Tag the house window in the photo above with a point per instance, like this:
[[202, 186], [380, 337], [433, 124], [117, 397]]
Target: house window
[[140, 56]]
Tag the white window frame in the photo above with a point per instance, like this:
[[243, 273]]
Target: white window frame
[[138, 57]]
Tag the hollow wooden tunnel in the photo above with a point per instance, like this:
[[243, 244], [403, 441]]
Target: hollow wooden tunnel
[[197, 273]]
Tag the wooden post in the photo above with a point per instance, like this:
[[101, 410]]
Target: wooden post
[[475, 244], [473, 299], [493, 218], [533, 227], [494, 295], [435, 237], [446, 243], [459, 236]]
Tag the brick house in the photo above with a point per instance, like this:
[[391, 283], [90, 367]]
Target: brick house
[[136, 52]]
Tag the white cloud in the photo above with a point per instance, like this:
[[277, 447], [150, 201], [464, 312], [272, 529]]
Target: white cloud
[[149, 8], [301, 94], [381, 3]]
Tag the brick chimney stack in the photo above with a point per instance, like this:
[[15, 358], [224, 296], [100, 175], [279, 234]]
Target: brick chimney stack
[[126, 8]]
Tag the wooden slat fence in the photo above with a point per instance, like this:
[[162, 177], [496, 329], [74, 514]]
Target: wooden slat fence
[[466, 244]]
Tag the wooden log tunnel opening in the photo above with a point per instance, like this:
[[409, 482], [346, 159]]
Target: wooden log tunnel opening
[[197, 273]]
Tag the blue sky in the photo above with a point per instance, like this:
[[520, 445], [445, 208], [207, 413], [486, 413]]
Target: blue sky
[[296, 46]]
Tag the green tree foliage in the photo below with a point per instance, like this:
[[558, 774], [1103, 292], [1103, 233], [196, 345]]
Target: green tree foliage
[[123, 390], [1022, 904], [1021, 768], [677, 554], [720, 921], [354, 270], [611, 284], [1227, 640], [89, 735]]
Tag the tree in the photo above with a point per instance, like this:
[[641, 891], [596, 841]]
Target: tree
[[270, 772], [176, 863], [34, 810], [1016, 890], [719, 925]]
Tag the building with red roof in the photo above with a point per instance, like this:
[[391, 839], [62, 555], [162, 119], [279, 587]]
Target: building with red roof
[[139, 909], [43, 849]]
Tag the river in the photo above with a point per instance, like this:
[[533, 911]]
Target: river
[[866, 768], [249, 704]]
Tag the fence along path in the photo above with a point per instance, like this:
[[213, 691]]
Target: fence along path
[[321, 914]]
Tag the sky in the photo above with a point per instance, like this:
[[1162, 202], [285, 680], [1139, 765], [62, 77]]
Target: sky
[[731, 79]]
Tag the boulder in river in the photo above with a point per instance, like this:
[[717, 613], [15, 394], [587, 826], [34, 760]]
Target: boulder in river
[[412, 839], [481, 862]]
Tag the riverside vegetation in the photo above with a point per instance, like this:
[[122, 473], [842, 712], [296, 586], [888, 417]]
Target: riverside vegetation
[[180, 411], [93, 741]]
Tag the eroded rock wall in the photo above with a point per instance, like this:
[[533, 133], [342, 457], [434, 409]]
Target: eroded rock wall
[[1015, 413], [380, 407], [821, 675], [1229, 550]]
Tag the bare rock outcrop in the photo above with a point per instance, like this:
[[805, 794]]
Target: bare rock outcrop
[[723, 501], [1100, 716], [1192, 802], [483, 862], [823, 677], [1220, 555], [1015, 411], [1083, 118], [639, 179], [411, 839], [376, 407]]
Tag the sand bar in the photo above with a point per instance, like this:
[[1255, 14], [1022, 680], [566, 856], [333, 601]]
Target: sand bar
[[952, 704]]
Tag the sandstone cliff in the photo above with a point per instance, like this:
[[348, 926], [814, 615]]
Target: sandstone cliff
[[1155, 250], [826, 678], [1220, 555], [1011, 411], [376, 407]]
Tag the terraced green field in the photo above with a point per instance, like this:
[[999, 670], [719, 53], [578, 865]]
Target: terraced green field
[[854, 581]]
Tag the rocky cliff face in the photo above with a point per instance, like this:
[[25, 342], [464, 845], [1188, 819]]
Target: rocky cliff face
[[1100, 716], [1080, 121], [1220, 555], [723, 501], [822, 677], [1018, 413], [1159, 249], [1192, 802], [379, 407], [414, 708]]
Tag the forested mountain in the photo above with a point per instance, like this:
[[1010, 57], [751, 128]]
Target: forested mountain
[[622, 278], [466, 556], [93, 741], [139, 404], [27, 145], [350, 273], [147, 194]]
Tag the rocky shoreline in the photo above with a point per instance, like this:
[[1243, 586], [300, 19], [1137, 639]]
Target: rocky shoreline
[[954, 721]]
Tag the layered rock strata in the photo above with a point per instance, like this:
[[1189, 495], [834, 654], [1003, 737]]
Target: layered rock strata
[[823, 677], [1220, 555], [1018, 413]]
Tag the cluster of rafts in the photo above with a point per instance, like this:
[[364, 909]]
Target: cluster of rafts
═══
From the line that contains "Tag the bare" to the last line of the material above, repeat every line exactly, keeping both the first and the last.

Tag the bare rock outcrop in the photo above with a point per instance, like this:
[[805, 794]]
Target: bare rock outcrop
[[723, 501], [1100, 716], [1192, 802], [483, 862], [823, 677], [1220, 555], [1015, 411], [1083, 118], [639, 179], [411, 839], [376, 407]]
Tag the sand bar in the photo above with a point per instance, like this:
[[1255, 14], [1022, 680], [566, 856], [333, 601]]
Target: sand bar
[[952, 704]]
Tag the sandstone cliff in the photo above with a point per instance, like this:
[[348, 926], [814, 615]]
Target: sandstone cliff
[[1155, 250], [826, 678], [1220, 555], [1011, 411], [376, 407]]
Tag the terraced green field in the photo above with a point per instance, like this:
[[999, 670], [719, 53], [578, 865]]
Target: terraced green field
[[854, 581]]
Tag the rocky cliff face in the photo above with a point per instance, like this:
[[25, 342], [464, 845], [1188, 819]]
Target: rocky cliff face
[[1100, 716], [1080, 121], [1220, 555], [723, 501], [822, 677], [1018, 413], [1159, 249], [1192, 802], [379, 407], [414, 708]]
Tag the forested mountain in the photo above with a point per instance, like this:
[[1010, 57], [751, 128]]
Target: forested mountain
[[622, 278], [466, 556], [93, 741], [139, 404], [27, 145], [350, 273], [147, 194]]
Tag the rocky shoreline in the photo above with a point per instance, like this:
[[1243, 586], [300, 19], [1137, 639]]
Target: rocky shoreline
[[954, 721]]
Tag the layered rock strata in the photo above with a point per instance, like this:
[[1189, 495], [834, 654], [1003, 737]]
Target: layered rock strata
[[823, 677], [1220, 555], [1018, 413]]
Tag the cluster of rafts in the photo above with a point per instance, like this:
[[364, 909]]
Target: cluster of rafts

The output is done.